Give back the listing verbatim, starting at the line containing "Where can the child's neck" and continuing to the end of the listing, both ends included. Leave the pictures out of your answer.

### Data entries
+ + + + + + +

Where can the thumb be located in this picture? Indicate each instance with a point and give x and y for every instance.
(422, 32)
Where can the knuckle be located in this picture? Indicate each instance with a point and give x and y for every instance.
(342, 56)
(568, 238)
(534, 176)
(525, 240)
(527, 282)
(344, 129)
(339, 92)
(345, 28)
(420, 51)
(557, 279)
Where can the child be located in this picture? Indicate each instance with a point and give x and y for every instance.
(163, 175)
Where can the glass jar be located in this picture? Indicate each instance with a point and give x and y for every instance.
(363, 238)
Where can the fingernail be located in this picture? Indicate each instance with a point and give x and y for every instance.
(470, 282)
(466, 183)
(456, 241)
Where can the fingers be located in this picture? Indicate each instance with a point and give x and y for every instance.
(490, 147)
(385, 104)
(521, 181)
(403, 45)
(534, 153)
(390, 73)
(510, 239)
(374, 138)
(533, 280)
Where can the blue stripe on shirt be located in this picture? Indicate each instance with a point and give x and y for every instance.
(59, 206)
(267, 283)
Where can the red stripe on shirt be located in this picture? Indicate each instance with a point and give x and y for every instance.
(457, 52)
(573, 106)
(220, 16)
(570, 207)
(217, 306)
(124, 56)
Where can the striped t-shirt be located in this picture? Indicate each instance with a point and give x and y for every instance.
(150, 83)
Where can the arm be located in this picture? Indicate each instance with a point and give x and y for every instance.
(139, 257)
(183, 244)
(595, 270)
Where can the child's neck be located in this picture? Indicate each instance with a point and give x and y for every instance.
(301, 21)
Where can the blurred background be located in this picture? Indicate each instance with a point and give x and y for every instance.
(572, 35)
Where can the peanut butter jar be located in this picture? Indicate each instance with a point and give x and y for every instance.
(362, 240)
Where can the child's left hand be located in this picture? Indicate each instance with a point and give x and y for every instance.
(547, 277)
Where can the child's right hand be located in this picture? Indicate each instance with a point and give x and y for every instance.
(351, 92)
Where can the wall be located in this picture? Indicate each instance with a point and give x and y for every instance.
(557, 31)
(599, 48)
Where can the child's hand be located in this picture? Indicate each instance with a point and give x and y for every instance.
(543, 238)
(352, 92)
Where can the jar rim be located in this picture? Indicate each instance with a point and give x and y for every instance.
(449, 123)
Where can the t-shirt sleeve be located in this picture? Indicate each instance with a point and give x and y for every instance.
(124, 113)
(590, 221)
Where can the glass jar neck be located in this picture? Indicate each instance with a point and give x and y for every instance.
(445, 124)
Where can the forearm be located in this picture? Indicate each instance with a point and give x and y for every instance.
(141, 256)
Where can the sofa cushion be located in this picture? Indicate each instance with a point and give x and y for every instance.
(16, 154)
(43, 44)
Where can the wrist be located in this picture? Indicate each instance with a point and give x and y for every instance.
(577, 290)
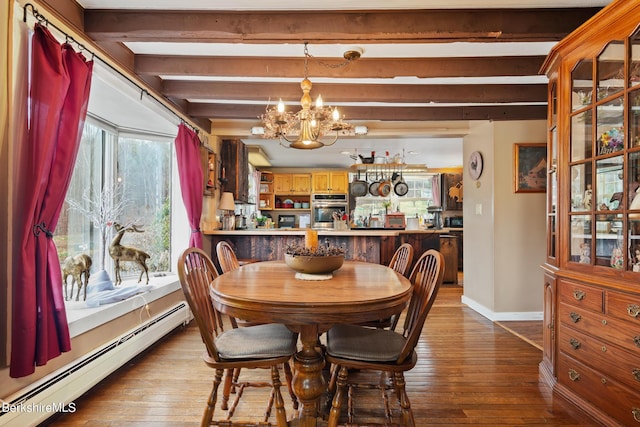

+ + + + + + +

### Solution for this exercise
Where can the child's neck be located in this picture? Indicate each instance with a point and give x and y for every instance.
(301, 21)
Where can the blurred background be located in this picture? Indicate each instance with a point and give x and y for every instance.
(572, 35)
Where can the peanut butter jar be located in this picture? Indicate each instance with a point and give x and y for every instance.
(362, 240)
Where can the child's left hand be located in this picture? Indicate each instance with a point and give x and y for every instance.
(547, 277)
Where can the child's right hand be located in this picture? Indicate each instance with a point and give x and y for every instance.
(351, 92)
Where can the wall be located in this picture? Indicate each instance with a point and give x and y for every instance.
(557, 31)
(599, 48)
Where can the child's hand be located in this picture? Indicate each instance with a point and give x and y for every instance.
(543, 238)
(352, 92)
Where can the jar rim be located in this picture? Indicate each instance with a point and give x and y for every instance.
(449, 123)
Where can the t-shirt sleeve be located in this picture? Indicate each instance with a point and give x and y for every instance.
(124, 113)
(590, 221)
Where can the glass jar neck be located in this picture? Indicate each instance with a point and give x and y for every instance.
(445, 124)
Where can the forearm be located in this picture? Indicate each instance with a point and give x and y for every instance.
(141, 256)
Where can the sofa cushion be located in this picture? Indicate each instance with a point and give x and y for every instance.
(16, 154)
(43, 44)
Where can the wrist be located in this picture? Indicate each instance with a point and give x and y for every instance.
(577, 290)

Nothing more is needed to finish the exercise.